» WHAT YOU HAVE TO DO: Format the rows below as a JSON list of strings, one string per line, and leave out any blank lines.

» GIVEN DATA:
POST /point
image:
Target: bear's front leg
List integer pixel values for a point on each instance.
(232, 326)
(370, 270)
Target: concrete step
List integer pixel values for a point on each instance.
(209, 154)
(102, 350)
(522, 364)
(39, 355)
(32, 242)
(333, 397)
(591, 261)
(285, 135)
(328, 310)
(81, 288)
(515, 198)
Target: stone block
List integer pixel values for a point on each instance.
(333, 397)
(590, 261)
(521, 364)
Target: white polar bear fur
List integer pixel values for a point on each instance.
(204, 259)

» THE SOLUTION:
[
  "POST /point",
  "image:",
  "Target: bear's front leg",
  "List integer pixel values for a point on each instance.",
  "(232, 326)",
  "(370, 270)",
  "Target: concrete step",
  "List integer pixel values for a point on each instance.",
  "(209, 154)",
  "(102, 350)",
  "(522, 364)",
  "(39, 355)",
  "(32, 242)",
  "(333, 397)",
  "(591, 261)",
  "(285, 135)",
  "(328, 310)",
  "(81, 288)",
  "(515, 198)",
  "Target: stone block",
  "List integer pixel values for a point on each instance.",
  "(333, 397)",
  "(590, 261)",
  "(521, 364)",
  "Target: white polar bear fur",
  "List integer pixel values for a point on each instance.",
  "(204, 259)"
]